WHAT YOU HAVE TO DO
Line by line, give the data again exactly as it appears.

INPUT MATERIAL
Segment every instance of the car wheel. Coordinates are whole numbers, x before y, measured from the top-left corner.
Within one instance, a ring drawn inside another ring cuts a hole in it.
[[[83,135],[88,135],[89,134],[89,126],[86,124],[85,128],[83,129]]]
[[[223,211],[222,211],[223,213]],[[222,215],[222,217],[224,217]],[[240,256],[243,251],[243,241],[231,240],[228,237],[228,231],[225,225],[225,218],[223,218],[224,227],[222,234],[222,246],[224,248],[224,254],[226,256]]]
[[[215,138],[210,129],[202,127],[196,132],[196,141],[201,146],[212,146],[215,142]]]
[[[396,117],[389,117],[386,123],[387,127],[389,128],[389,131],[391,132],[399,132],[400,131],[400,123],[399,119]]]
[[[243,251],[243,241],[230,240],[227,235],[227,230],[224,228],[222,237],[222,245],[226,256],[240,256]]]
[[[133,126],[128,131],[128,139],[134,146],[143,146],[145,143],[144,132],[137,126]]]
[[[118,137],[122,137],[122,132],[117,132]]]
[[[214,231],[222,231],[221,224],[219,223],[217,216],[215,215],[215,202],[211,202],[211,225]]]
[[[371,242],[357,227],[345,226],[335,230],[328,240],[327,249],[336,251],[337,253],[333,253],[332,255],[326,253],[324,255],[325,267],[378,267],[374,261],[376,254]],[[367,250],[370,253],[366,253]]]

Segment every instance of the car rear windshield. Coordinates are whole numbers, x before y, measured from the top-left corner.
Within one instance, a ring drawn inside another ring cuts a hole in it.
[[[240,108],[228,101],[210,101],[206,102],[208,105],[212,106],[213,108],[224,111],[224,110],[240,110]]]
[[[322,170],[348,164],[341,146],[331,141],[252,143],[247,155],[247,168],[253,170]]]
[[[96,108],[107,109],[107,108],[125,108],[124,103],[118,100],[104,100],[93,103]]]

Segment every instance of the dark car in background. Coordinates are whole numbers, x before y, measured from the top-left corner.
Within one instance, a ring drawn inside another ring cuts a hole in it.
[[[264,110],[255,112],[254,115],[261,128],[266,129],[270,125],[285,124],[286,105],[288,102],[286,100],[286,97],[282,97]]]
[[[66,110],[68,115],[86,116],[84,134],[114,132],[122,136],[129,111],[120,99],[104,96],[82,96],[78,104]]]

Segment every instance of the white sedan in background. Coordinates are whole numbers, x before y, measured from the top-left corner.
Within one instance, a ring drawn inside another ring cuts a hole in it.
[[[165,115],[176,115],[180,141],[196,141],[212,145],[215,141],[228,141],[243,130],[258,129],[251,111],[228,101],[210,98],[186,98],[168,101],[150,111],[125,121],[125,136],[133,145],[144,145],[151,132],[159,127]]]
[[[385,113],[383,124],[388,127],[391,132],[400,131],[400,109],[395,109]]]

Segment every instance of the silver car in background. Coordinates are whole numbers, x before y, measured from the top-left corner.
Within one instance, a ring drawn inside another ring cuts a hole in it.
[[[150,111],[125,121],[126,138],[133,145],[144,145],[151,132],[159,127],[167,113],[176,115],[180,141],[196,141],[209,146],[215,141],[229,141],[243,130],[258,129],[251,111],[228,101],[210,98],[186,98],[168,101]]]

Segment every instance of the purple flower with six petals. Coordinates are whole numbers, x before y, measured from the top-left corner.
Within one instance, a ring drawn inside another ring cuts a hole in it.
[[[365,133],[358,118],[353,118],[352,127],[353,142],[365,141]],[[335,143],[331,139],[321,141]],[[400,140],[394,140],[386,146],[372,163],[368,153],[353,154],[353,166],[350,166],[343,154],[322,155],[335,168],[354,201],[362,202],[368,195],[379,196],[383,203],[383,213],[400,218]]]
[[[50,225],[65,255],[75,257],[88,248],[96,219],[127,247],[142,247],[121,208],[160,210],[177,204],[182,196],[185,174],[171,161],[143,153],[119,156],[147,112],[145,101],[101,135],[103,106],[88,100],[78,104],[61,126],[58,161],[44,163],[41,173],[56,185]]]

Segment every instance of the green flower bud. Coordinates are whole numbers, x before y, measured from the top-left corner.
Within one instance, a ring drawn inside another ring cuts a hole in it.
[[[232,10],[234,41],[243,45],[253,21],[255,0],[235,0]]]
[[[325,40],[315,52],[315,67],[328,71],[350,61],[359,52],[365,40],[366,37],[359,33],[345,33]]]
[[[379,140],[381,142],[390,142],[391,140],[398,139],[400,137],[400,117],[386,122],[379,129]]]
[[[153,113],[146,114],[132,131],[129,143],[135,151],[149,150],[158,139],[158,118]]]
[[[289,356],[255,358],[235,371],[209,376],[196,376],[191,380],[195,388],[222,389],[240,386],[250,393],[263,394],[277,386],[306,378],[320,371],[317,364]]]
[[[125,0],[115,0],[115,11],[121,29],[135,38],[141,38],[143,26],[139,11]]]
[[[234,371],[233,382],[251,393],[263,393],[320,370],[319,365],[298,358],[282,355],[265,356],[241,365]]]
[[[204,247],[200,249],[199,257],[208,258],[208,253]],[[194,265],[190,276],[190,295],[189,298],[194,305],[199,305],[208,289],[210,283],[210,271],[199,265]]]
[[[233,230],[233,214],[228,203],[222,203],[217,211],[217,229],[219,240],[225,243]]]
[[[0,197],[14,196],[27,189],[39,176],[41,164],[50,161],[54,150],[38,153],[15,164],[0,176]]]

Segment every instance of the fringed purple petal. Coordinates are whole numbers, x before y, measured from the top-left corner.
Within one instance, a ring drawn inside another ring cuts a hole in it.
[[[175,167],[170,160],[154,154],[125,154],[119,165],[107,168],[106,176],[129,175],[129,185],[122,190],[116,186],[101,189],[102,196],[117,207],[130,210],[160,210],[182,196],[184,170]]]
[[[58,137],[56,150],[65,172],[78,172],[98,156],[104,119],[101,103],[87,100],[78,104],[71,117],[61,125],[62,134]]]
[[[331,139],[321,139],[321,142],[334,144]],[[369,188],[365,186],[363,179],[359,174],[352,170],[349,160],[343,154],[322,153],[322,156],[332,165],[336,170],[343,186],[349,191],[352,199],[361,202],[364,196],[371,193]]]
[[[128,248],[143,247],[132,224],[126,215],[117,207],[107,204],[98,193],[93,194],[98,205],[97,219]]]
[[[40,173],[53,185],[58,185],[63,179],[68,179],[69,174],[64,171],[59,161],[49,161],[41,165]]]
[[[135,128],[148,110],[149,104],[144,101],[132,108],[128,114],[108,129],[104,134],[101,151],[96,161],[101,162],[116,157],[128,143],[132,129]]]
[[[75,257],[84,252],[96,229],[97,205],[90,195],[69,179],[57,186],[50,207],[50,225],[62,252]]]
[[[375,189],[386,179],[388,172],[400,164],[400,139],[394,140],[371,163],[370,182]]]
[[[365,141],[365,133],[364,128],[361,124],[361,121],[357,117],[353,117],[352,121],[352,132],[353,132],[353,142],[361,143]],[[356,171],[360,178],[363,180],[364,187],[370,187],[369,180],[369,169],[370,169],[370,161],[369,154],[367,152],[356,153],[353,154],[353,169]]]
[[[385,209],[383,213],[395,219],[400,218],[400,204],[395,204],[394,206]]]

OUTPUT
Segment every instance of the car wheel. Coordinates are whole numbers, x before y, measured from the top-left corner.
Within one instance, a ring drawn inside another ring cuts a hole in it.
[[[83,135],[88,135],[89,134],[89,126],[86,124],[85,128],[83,129]]]
[[[223,211],[222,211],[223,213]],[[222,215],[222,217],[224,217]],[[240,256],[243,251],[243,241],[231,240],[228,237],[228,231],[225,225],[225,218],[223,218],[224,227],[222,234],[222,246],[224,248],[224,254],[226,256]]]
[[[215,138],[210,129],[202,127],[196,132],[196,141],[201,146],[212,146],[215,142]]]
[[[396,117],[389,117],[386,123],[387,127],[389,128],[389,131],[391,132],[399,132],[400,131],[400,123],[399,119]]]
[[[243,251],[243,241],[230,240],[227,235],[227,230],[224,228],[222,237],[222,245],[226,256],[240,256]]]
[[[133,126],[128,131],[128,139],[134,146],[143,146],[145,143],[144,132],[137,126]]]
[[[118,137],[122,137],[122,132],[117,132]]]
[[[214,231],[222,231],[221,224],[219,223],[217,216],[215,215],[215,202],[211,202],[211,225]]]
[[[371,242],[357,227],[345,226],[335,230],[328,240],[327,249],[336,251],[337,253],[333,253],[332,255],[326,253],[324,255],[325,267],[378,267],[374,261],[376,254]],[[367,250],[370,253],[366,253]]]

Segment every instance of the car rear windshield. Coordinates are whole numbers, x before y, measured from the top-left corner.
Within one instance, a ring drawn inside another ring cuts a hole in it.
[[[240,108],[228,101],[210,101],[206,102],[208,105],[212,106],[213,108],[224,111],[224,110],[240,110]]]
[[[322,170],[348,164],[341,146],[331,141],[252,143],[247,155],[247,168],[253,170]]]
[[[96,108],[107,109],[107,108],[125,108],[124,103],[118,100],[104,100],[93,103]]]

Segment every instance of the dark car in background. Coordinates are whole numbers, x before y, measured from the top-left corner.
Within one instance, a ring drawn inside another ring cuts a hole in it.
[[[264,110],[255,112],[254,115],[261,128],[266,129],[270,125],[285,124],[286,105],[288,102],[286,100],[286,97],[282,97]]]
[[[66,110],[68,115],[86,116],[84,134],[114,132],[122,136],[129,111],[120,99],[104,96],[82,96],[78,104]]]

Segment every instance of the white sedan in background. Coordinates are whole numbers, x before y, measured from the top-left corner.
Within one instance, a ring drawn inside another ring cuts a hole in it.
[[[165,115],[176,115],[180,141],[196,141],[212,145],[215,141],[228,141],[243,130],[258,129],[251,111],[228,101],[210,98],[186,98],[168,101],[150,111],[125,121],[125,136],[133,145],[144,145],[151,132],[159,127]]]
[[[385,113],[383,124],[388,127],[391,132],[400,131],[400,109],[395,109]]]

Segment every instance of the silver car in background. Coordinates are whole numbers, x before y, measured from the top-left corner.
Within one instance, a ring drawn inside another ring cuts a hole in it.
[[[150,111],[125,121],[126,138],[133,145],[144,145],[151,132],[159,127],[167,113],[176,115],[180,141],[196,141],[209,146],[215,141],[229,141],[243,130],[258,129],[251,111],[228,101],[210,98],[186,98],[168,101]]]

Segment every instance of the purple flower with six petals. Coordinates are whole numbers, x before y, measured from the top-left corner.
Within one instance, a ring drawn inside another ring cuts a hole in it.
[[[365,133],[358,118],[353,118],[352,127],[353,142],[365,141]],[[335,143],[331,139],[321,141]],[[400,140],[394,140],[386,146],[372,163],[368,153],[353,154],[353,166],[350,166],[343,154],[322,155],[335,168],[354,201],[362,202],[368,195],[379,196],[383,203],[383,213],[400,218]]]
[[[50,225],[65,255],[75,257],[88,248],[96,219],[127,247],[142,247],[121,208],[160,210],[177,204],[182,196],[185,174],[171,161],[143,153],[119,156],[147,112],[145,101],[101,135],[103,106],[88,100],[78,104],[61,126],[58,161],[44,163],[41,173],[56,185]]]

Segment every instance of the green flower bud. Coordinates are whole numbers, x before y, measured from the top-left corner.
Within one instance, a ring drawn inside another ring cuts a hole in it.
[[[232,10],[234,41],[243,45],[253,21],[255,0],[235,0]]]
[[[325,40],[315,52],[315,67],[328,71],[350,61],[359,52],[365,40],[366,37],[359,33],[345,33]]]
[[[379,140],[381,142],[390,142],[391,140],[398,139],[400,137],[400,117],[386,122],[379,129]]]
[[[153,113],[146,114],[132,131],[129,143],[135,151],[149,150],[158,139],[158,118]]]
[[[289,356],[255,358],[235,371],[209,376],[196,376],[191,380],[195,388],[222,389],[240,386],[250,393],[263,394],[277,386],[306,378],[320,371],[317,364]]]
[[[125,0],[115,0],[115,11],[121,29],[135,38],[141,38],[143,26],[139,11]]]
[[[234,371],[233,382],[251,393],[263,393],[320,370],[319,365],[298,358],[282,355],[265,356],[241,365]]]
[[[204,247],[200,249],[199,257],[208,258],[208,253]],[[194,265],[190,276],[190,295],[189,298],[194,305],[199,305],[208,289],[210,283],[210,271],[199,265]]]
[[[233,230],[233,214],[228,203],[222,203],[217,211],[217,229],[219,240],[225,243]]]
[[[0,197],[14,196],[27,189],[39,176],[41,164],[50,161],[54,150],[38,153],[15,164],[0,176]]]

Segment every instance of the fringed purple petal. Coordinates are whole numbers, x before y, measured from the top-left corner.
Within one instance, a ring drawn inside another ring cuts a hole in it.
[[[175,167],[170,160],[154,154],[125,154],[119,165],[107,168],[106,176],[129,175],[129,185],[122,190],[116,186],[101,189],[102,196],[117,207],[130,210],[160,210],[182,196],[184,170]]]
[[[58,137],[56,150],[65,172],[78,172],[98,156],[104,119],[101,103],[87,100],[78,104],[71,117],[61,125],[62,134]]]
[[[331,139],[321,139],[321,142],[334,144]],[[369,188],[365,186],[363,179],[359,174],[352,170],[349,160],[343,154],[322,153],[322,156],[332,165],[336,170],[343,186],[349,191],[352,199],[361,202],[364,196],[371,193]]]
[[[128,248],[143,247],[132,224],[126,215],[117,207],[107,204],[98,193],[93,194],[98,205],[97,219]]]
[[[40,173],[53,185],[58,185],[63,179],[68,179],[69,174],[64,171],[59,161],[49,161],[41,165]]]
[[[135,128],[148,110],[149,104],[144,101],[132,108],[128,114],[108,129],[104,134],[101,151],[96,161],[101,162],[116,157],[128,143],[132,129]]]
[[[75,257],[84,252],[96,229],[97,205],[90,195],[69,179],[57,186],[50,207],[50,225],[62,252]]]
[[[375,189],[386,179],[388,172],[400,164],[400,139],[394,140],[371,163],[370,182]]]
[[[365,141],[365,133],[364,128],[361,124],[361,121],[357,117],[353,117],[352,121],[352,132],[353,132],[353,142],[361,143]],[[356,171],[360,178],[363,180],[364,187],[370,187],[369,180],[369,169],[370,169],[370,161],[369,154],[367,152],[356,153],[353,154],[353,169]]]
[[[385,209],[383,213],[395,219],[400,218],[400,204],[395,204],[394,206]]]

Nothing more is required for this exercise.